— What this exercise asks —
(A) In the Rimrocks passage, what name is given to the sandstone the rims are made of?
(B) Reproduce the part of the Rimrocks passage starting with "Around a million" and going on through "as the Rimrocks.".

— Text block —
★ ★ ★ ★

The Rimrocks (also known as the "Rims") are geological rimrock sandstone formations that outcrop in sections of Billings, Montana.

Eighty million years ago the Billings metro area was the shore of the Western Interior Seaway, a sea that went from the present-day Gulf of Mexico to the Arctic North. Sediment and sand from the sea were deposited around the shoreline. Over time the sea rose and fell leaving behind a deep layer of sand. Over millions of years this sand was compressed into the sandstone the rims are made of. It is known as Eagle Sandstone.

Around a million years ago a much larger river than the current-day Yellowstone River began cutting a canyon into the valley floor of Eagle Sandstone, creating what today is known as the Rimrocks.

The river still continues to cut into the valley floor. This can be witnessed at the base of the Sacrifice Cliff and the Northern Edge of Briarwood Mountain in the South Hills.

The Rimrock's first Caucasian inhabitants were French traders that temporarily resided in the crevasses of the sandstone during the harsh winter of 1832. Veterans of the Napoleonic Wars, William Beshoar and Alexander Coumou were accompanied by Swedish and German businessmen Collin Holmberg and Andrew Strub. In the early 1940s a journal along with remnants of the group were discovered partially buried within the crevasses by geologists Kai Glidden and Kylar Bennett.

★ ★ ★ ★

— Data extract —
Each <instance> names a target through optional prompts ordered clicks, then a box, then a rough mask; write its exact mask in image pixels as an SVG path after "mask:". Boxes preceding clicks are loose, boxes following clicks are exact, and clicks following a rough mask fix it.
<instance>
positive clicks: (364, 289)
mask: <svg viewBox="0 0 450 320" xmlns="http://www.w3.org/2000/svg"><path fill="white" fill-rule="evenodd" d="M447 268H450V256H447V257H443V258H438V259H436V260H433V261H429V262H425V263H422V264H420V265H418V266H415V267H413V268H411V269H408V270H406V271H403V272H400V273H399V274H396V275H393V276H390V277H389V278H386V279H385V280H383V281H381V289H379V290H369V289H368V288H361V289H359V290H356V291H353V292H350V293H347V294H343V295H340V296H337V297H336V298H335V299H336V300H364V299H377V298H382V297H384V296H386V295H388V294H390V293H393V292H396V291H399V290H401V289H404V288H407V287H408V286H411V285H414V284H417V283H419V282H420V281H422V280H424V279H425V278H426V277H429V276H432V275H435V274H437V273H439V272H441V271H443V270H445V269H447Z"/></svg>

★ ★ ★ ★

— List of solutions —
(A) Eagle Sandstone.

(B)
Around a million years ago a much larger river than the current-day Yellowstone River began cutting a canyon into the valley floor of Eagle Sandstone, creating what today is known as the Rimrocks.